-- begin Supplied material --

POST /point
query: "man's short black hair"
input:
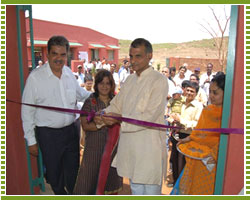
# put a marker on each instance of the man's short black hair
(184, 83)
(193, 85)
(58, 40)
(142, 42)
(196, 76)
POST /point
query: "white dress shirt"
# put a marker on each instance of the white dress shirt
(124, 75)
(44, 88)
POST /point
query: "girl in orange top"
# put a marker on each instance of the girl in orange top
(197, 179)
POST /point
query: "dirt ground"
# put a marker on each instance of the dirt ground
(126, 188)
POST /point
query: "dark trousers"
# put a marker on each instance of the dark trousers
(60, 152)
(176, 158)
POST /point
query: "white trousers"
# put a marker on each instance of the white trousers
(145, 189)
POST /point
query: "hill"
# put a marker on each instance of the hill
(194, 49)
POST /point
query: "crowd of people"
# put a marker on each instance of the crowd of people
(184, 100)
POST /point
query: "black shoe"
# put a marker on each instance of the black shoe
(170, 185)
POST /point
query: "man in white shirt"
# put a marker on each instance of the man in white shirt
(54, 84)
(201, 95)
(40, 63)
(188, 119)
(106, 65)
(124, 73)
(98, 65)
(80, 75)
(113, 70)
(141, 154)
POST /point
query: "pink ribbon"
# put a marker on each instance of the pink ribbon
(91, 115)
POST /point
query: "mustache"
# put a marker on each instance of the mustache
(58, 61)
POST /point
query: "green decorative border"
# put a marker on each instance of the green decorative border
(247, 72)
(3, 103)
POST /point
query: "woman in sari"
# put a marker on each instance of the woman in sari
(198, 178)
(95, 141)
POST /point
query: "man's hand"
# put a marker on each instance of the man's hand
(110, 121)
(33, 149)
(176, 117)
(184, 140)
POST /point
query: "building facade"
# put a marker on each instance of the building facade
(85, 43)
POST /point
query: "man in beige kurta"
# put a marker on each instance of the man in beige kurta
(141, 155)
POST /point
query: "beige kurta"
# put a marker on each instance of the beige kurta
(141, 152)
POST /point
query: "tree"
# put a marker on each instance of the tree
(217, 32)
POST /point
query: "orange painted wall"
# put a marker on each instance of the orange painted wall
(16, 161)
(234, 171)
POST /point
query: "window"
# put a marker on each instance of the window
(94, 54)
(111, 54)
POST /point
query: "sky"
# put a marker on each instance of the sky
(158, 23)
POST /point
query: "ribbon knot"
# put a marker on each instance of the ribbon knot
(90, 116)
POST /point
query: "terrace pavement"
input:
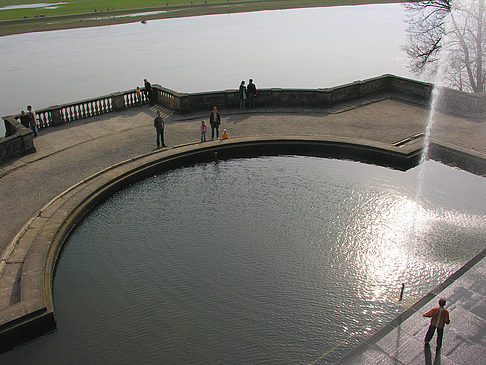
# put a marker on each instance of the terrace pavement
(68, 154)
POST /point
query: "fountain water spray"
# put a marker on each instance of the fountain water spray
(437, 92)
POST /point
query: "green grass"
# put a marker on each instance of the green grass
(80, 7)
(80, 13)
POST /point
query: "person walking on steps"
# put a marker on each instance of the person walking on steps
(439, 318)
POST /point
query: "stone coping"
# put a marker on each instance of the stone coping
(28, 264)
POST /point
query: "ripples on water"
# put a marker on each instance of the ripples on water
(270, 260)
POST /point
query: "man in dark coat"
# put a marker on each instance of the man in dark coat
(148, 91)
(251, 91)
(159, 125)
(214, 121)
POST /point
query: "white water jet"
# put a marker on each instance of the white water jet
(440, 82)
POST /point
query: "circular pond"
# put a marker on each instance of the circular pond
(272, 260)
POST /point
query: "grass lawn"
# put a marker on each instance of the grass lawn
(85, 13)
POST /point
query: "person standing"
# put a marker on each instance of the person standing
(439, 317)
(32, 120)
(242, 95)
(24, 119)
(148, 91)
(138, 96)
(204, 129)
(159, 125)
(214, 121)
(251, 91)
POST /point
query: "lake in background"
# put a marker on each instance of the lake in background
(303, 48)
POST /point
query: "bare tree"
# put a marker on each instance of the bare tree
(456, 28)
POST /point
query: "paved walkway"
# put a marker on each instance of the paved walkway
(65, 155)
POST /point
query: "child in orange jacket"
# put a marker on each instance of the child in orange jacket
(439, 317)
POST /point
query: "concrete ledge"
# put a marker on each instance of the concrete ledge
(33, 253)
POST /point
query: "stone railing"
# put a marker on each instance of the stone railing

-- end Supplied material --

● **Problem statement**: Write out the entries above verbatim; the pictures do not belong in your copy.

● **Worked answer**:
POST /point
query: "man's short black hair"
input:
# put a marker on each instance of the man's short black hair
(184, 83)
(193, 85)
(58, 40)
(142, 42)
(196, 76)
POST /point
query: "white dress shirt"
# put a marker on each instance of the white dress shirt
(124, 75)
(44, 88)
POST /point
query: "girl in orange top"
# put a marker on each instance of the girl in orange top
(197, 179)
POST /point
query: "dirt ground"
# put a marker on each instance of the dirt ground
(126, 188)
POST /point
query: "dark trousers"
# put a marker on each instance of the dark trousers
(60, 152)
(176, 158)
POST /point
query: "white trousers"
# put a marker on each instance of the white trousers
(145, 189)
POST /point
query: "hill"
# put a marker on each instance of the hill
(194, 49)
POST /point
query: "crowd of people"
# put a marker on each instance of the crowd of people
(184, 100)
POST /point
query: "black shoe"
# put a marker on each instance of the black shoe
(170, 185)
POST /point
query: "man in white shirt"
# put a marker on each instance of the man in white shirt
(54, 84)
(201, 95)
(40, 63)
(188, 119)
(106, 65)
(124, 73)
(98, 65)
(80, 75)
(113, 70)
(141, 154)
POST /point
query: "pink ribbon"
# put a marker on each instance of the pink ribbon
(91, 115)
POST /point
query: "mustache"
# put a marker on each instance of the mustache
(58, 61)
POST /point
query: "green decorative border"
# put a marker on each instance of the green decorative border
(247, 72)
(3, 103)
POST /point
query: "woman in sari"
# put a marker on each instance of the woman in sari
(198, 178)
(95, 141)
POST /point
query: "man's hand"
# put a marker on each instance of the man's hand
(110, 121)
(33, 149)
(176, 117)
(184, 140)
POST /point
query: "building facade"
# put a marker on each instance of the building facade
(85, 43)
POST /point
query: "man in beige kurta"
# put a marker on each instance of the man in beige kurta
(141, 155)
POST /point
query: "beige kurta"
# put a marker on each instance of the beige kurta
(141, 152)
POST /point
query: "tree"
# put a marker on each instance of the tree
(217, 32)
POST /point
query: "orange painted wall"
# put a marker on each instance of the orange painted wall
(16, 161)
(234, 171)
POST /point
query: "window"
# put a marker on each instance of the window
(94, 54)
(111, 54)
POST /point
query: "sky"
# put a marker on each instance of the sky
(158, 23)
POST /point
query: "ribbon knot"
# put a marker on each instance of the ribbon knot
(90, 116)
POST /point
query: "terrace pavement"
input:
# put a marker on each instance of the terrace pavement
(68, 154)
POST /point
query: "fountain water spray"
# put a marker on each instance of the fountain water spray
(437, 92)
POST /point
query: "green grass"
# put a marker on each instance of the green grass
(80, 7)
(80, 13)
POST /point
query: "person walking on steps"
# put a marker on each instance of the person walking on steps
(439, 318)
POST /point
query: "stone coping"
# put a marker on each instance of the stone coping
(28, 264)
POST /point
query: "ripples on water"
# put a marker on each instance of the ripples on water
(270, 260)
POST /point
query: "man in dark coat"
# put a marker on each instance of the man in dark coat
(148, 91)
(251, 91)
(159, 125)
(214, 121)
POST /point
query: "white water jet"
# put a marker on each instance of the white water jet
(440, 82)
POST /point
query: "circular pond"
# put a marker on each instance of the circular pond
(272, 260)
POST /point
query: "grass lawn"
# put a marker on each instance of the grass lawn
(85, 13)
POST /point
query: "person standing"
# put a marker on each instance of the person standing
(439, 317)
(32, 120)
(242, 95)
(24, 119)
(148, 91)
(138, 96)
(204, 129)
(159, 125)
(214, 121)
(251, 91)
POST /point
query: "lake in background"
# put a marker on each instance of the lake in background
(303, 48)
POST /point
query: "bare tree"
# put a marker on each instance of the bare tree
(456, 28)
POST /point
query: "paved walkway"
# put a marker on each instance of the paved walkway
(65, 155)
POST /point
query: "child in orange jacket"
# put a marker on each instance of the child in orange jacket
(439, 317)
POST /point
query: "concrete ledge"
# put a marker on each instance of the concrete ledge
(33, 253)
POST /point
query: "stone railing"
# put a marker on each instance of the stone railing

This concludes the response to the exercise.